(Extracted data Opens)

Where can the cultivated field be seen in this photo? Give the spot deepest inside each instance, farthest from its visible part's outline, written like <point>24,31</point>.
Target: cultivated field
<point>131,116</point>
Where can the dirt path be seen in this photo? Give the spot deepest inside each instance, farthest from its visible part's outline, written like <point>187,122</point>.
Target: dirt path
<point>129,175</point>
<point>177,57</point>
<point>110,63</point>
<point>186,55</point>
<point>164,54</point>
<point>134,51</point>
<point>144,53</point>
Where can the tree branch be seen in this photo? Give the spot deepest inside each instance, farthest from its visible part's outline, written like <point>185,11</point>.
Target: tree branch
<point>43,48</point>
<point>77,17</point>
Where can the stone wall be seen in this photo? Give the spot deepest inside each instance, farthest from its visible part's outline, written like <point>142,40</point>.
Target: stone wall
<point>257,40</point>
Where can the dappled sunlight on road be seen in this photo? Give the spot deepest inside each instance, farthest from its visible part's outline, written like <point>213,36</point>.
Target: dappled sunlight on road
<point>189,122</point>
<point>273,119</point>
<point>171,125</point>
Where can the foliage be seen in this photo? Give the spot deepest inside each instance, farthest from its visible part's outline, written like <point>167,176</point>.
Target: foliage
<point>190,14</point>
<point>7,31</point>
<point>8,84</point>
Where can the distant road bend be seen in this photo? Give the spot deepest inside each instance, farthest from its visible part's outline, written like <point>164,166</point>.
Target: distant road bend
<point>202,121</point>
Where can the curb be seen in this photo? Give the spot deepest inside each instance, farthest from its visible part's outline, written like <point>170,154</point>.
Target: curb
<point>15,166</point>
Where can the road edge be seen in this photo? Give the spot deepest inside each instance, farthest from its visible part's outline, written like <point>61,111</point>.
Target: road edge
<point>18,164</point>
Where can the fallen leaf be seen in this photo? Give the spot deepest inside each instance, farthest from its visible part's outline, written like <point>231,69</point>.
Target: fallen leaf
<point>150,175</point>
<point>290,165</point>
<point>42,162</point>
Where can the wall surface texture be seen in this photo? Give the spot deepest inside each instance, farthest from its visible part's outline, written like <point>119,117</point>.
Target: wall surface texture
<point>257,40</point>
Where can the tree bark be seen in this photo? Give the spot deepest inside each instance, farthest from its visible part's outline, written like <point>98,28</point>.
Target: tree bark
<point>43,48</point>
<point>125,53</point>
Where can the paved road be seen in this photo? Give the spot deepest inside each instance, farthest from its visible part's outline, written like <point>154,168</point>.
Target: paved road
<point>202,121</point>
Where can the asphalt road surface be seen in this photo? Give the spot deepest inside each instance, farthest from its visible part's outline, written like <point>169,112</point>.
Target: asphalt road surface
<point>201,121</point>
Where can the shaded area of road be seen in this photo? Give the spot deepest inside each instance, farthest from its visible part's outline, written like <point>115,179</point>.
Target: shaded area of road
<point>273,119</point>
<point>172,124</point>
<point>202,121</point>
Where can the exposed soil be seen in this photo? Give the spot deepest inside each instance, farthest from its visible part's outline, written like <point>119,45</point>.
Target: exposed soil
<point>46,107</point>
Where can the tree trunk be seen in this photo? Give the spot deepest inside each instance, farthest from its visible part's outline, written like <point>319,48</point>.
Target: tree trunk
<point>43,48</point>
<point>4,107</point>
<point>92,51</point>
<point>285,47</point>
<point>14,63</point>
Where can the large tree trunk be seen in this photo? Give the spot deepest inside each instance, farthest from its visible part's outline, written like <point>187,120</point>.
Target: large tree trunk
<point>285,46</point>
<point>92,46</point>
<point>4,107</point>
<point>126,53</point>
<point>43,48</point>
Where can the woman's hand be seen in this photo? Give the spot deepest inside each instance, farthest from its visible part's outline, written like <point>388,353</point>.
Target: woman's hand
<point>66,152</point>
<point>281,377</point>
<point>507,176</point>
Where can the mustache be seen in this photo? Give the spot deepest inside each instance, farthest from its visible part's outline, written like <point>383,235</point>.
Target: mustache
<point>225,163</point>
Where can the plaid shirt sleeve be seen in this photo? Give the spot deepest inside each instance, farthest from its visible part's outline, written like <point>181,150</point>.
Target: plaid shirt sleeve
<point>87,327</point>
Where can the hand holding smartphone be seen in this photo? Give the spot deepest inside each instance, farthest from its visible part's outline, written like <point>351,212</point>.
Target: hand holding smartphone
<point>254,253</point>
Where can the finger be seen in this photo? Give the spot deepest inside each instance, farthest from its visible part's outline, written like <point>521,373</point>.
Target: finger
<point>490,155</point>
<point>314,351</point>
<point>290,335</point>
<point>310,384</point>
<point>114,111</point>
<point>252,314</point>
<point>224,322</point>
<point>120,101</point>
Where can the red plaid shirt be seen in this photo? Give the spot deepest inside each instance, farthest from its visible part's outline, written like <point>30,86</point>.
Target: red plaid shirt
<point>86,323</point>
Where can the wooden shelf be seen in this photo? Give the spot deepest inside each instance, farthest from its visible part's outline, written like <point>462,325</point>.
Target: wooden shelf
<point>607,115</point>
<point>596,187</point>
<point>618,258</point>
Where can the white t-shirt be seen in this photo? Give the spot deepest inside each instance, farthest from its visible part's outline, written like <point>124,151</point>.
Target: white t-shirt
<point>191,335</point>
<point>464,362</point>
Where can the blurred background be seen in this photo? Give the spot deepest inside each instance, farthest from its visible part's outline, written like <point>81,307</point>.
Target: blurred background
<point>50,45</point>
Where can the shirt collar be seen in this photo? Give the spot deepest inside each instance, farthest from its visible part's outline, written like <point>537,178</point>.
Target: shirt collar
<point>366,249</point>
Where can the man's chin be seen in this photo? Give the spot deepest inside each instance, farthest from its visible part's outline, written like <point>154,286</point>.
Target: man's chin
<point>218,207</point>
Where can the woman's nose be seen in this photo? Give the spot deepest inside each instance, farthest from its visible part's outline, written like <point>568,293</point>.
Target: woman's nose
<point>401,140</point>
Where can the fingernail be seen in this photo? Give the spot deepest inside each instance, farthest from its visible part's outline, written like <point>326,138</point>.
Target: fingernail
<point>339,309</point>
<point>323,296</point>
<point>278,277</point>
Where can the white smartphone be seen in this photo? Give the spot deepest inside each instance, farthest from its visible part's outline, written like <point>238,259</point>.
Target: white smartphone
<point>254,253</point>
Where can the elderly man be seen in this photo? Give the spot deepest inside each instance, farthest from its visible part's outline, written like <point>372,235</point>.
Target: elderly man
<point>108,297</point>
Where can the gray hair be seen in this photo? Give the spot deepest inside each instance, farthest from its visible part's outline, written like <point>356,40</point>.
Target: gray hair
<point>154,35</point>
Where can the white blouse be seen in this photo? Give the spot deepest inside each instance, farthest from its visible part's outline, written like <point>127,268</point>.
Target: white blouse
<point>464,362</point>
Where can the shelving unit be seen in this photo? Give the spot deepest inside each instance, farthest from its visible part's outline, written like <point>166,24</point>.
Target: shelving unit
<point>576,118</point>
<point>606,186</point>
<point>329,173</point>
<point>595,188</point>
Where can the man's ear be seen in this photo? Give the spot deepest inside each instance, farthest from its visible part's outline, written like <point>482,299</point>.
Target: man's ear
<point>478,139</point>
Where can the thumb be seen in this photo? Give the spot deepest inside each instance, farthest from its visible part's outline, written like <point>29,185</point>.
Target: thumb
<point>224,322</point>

(Extracted data Closes)

Word for word, retype each record.

**Response to this exercise**:
Where can the cultivated field be seen in this photo? Give the spot deepest inside each instance, farthest from its visible part's outline, written like <point>24,31</point>.
Target: cultivated field
<point>131,116</point>
Where can the dirt path be seen in this photo? Give the spot deepest inside each instance, farthest from its visible part's outline, written like <point>187,122</point>.
Target: dirt path
<point>129,175</point>
<point>177,57</point>
<point>110,63</point>
<point>186,55</point>
<point>164,54</point>
<point>134,51</point>
<point>144,53</point>
Where can the tree branch be seen in this photo? Give the spot deepest inside each instance, farthest from its visible part's outline, written like <point>185,11</point>.
Target: tree branch
<point>43,48</point>
<point>77,17</point>
Where can the stone wall be seen in this photo? Give the spot deepest inside each instance, farthest from its visible part's outline, written like <point>142,40</point>.
Target: stone wall
<point>257,40</point>
Where can the dappled sunlight on road be seen in this photo? Give the spot deepest inside each instance, farthest from its visible part's outline, written like <point>213,36</point>.
Target: dappled sunlight on road
<point>189,122</point>
<point>273,119</point>
<point>171,125</point>
Where can the foliage be seen in this photo? Give the spot deepest inside each instance, farthest from its visible part's outline, written like <point>167,176</point>.
Target: foliage
<point>190,14</point>
<point>7,31</point>
<point>8,84</point>
Where can the distant road bend be seen in this photo? Give the spot deepest inside each instance, farthest from its visible part's outline, written like <point>164,166</point>.
Target: distant road bend
<point>202,121</point>
Where can the curb be seen in this photo? Give the spot deepest inside each instance, farthest from its visible part's outline, written like <point>170,154</point>.
Target: curb
<point>15,166</point>
Where can the road edge be seen in this photo? Give the spot deepest inside each instance, farthest from its visible part's outline, written like <point>61,111</point>.
Target: road edge
<point>18,164</point>
Where can the fallen leaf be seen in this photo? Give the spot deepest inside each instance, farthest from its visible part's outline, written like <point>231,69</point>.
Target: fallen leaf
<point>150,175</point>
<point>290,165</point>
<point>42,162</point>
Where can the wall surface texture be seen in this photo? Give the spot deepest inside each instance, farthest from its visible part's outline, written like <point>119,117</point>.
Target: wall surface texture
<point>257,40</point>
Where can the tree bark be seen in this photo? Give the spot deepest inside each instance, farthest from its visible part's outline, written like <point>98,28</point>.
Target: tree bark
<point>43,48</point>
<point>125,53</point>
Where can the paved road be seen in this photo? Give the spot deepest inside each instance, farthest from its visible part's outline, written like <point>154,168</point>.
Target: paved road
<point>202,121</point>
Where can the asphalt road surface be seen in this photo? Give the spot deepest inside each instance, farthest from its visible part's outline, written like <point>169,112</point>.
Target: asphalt road surface
<point>201,121</point>
Where can the shaded area of road be seen in this photo? Give the spot deepest inside each instance, farthest from its visible part's outline, written like <point>115,179</point>.
Target: shaded area of road
<point>273,119</point>
<point>172,124</point>
<point>202,121</point>
Where can the exposed soil be seen in this photo? Give the spot deepest inside each instance, farthest from its visible part's outline, written like <point>119,45</point>.
Target: exposed soil
<point>46,107</point>
Where can the tree trunk be seen in this photo? Give the spot deepest inside each instance, farthest from its visible part's outline, written like <point>319,48</point>.
Target: tree trunk
<point>43,48</point>
<point>4,107</point>
<point>92,51</point>
<point>285,47</point>
<point>14,63</point>
Where can the large tree trunk be seen in this photo? Give the spot deepest inside each instance, farthest from its visible part's outline, written like <point>187,120</point>.
Target: large tree trunk
<point>285,46</point>
<point>92,46</point>
<point>4,107</point>
<point>126,53</point>
<point>43,48</point>
Where can the woman's hand be seen in this photo? Give the spot deepest inside each instance, farthest from its visible part's outline, written like <point>388,353</point>.
Target: woman's hand
<point>66,152</point>
<point>281,377</point>
<point>507,176</point>
Where can the mustache be seen in this photo? Give the spot deepest inside each instance, farthest from its visible part's outline, written like <point>383,235</point>.
Target: mustache
<point>225,163</point>
Where can the plaid shirt sleeve be seen in this photo? Give the spot deepest inside each instance, farthest from its visible part's outline, written like <point>181,150</point>.
Target: plaid shirt sleeve
<point>87,327</point>
Where can the hand holding smartphone be seen in this photo? Give the spot deepest inside each instance, farthest from its visible part's outline, written like <point>351,212</point>.
Target: hand holding smartphone
<point>254,253</point>
Where can the finger be seen in this photo? Give the spot deepest inside each instance, farthest from its visible part's outline, written like <point>521,373</point>.
Target: finger
<point>490,155</point>
<point>314,351</point>
<point>290,335</point>
<point>310,384</point>
<point>114,111</point>
<point>252,314</point>
<point>224,322</point>
<point>120,101</point>
Where can the red plaid shirt be seen in this photo? Give the spot deepest inside each instance, farthest from its visible part's outline, written like <point>30,86</point>.
Target: red plaid shirt
<point>86,323</point>
Where can the wooden shelf be seen in this photo? Give the spot deepest inside each instance, farthest from its visible part's outline, written like <point>462,325</point>.
Target: wooden shelf
<point>607,115</point>
<point>596,187</point>
<point>618,258</point>
Where can the white t-shirt be seen in this photo? Give the spot deepest inside each instance, farthest from its visible part's outline, written like <point>124,151</point>.
Target: white t-shirt
<point>191,335</point>
<point>464,362</point>
Where can the blurred background be seen in this photo? Give the spot deepest inside each instance, farthest from its visible part's outline, written like <point>81,307</point>.
Target: blurred background
<point>50,45</point>
Where can the shirt collar be seen in this photo? Give the spot deepest inside each instance, farthest from its visible part's outline, written like <point>537,178</point>.
Target: shirt collar
<point>366,249</point>
Where can the man's chin be seen in this photo? Give the spot deepest inside each instance, farthest from its visible part's outline, written like <point>154,286</point>.
Target: man's chin
<point>218,207</point>
Where can the woman's nose be seen in this photo? Give the spot deepest inside each instance, farthest from its visible part's outline, written like <point>568,293</point>.
Target: woman's nose
<point>401,140</point>
Where can the fingernail be seen in this photo? Give the spot deepest inside each instance, farthest from its visible part's outline, written like <point>326,138</point>.
Target: fingernail
<point>339,309</point>
<point>323,296</point>
<point>278,277</point>
Where can the white smartphone be seen in this photo? Give the spot deepest inside each instance, farthest from its visible part's outline, written like <point>238,259</point>.
Target: white smartphone
<point>254,253</point>
Where can the elderly man be seen in this photo? Give the spot deepest inside each instance, farthest from its visible part's outline, written like <point>372,235</point>.
Target: elderly man
<point>108,297</point>
Where can the gray hair be seen in this photo? Give the spot deepest inside each instance, farthest from its visible part's outline, written like <point>356,40</point>.
Target: gray hair
<point>154,35</point>
Where can the white blouse be seen in this photo? Give the spot deepest inside each instance, farthest from its visible part's outline, written like <point>127,268</point>.
Target: white blouse
<point>464,362</point>
Where can the shelving unit be seen in this photo? Give the spot deepest inside each instance, farthest from its visible part's outline, written like <point>166,24</point>.
Target: shelving unit
<point>576,118</point>
<point>606,186</point>
<point>329,173</point>
<point>595,188</point>
Where can the man's ear be seen in this photo? Give the spot deepest inside each instance, farthest from its visible part's outline, written like <point>482,299</point>.
Target: man's ear
<point>478,139</point>
Where can the thumb be seen in this photo? Give the spot deepest inside each instance, farthest from its visible part's outline, written like <point>29,185</point>.
Target: thumb
<point>224,322</point>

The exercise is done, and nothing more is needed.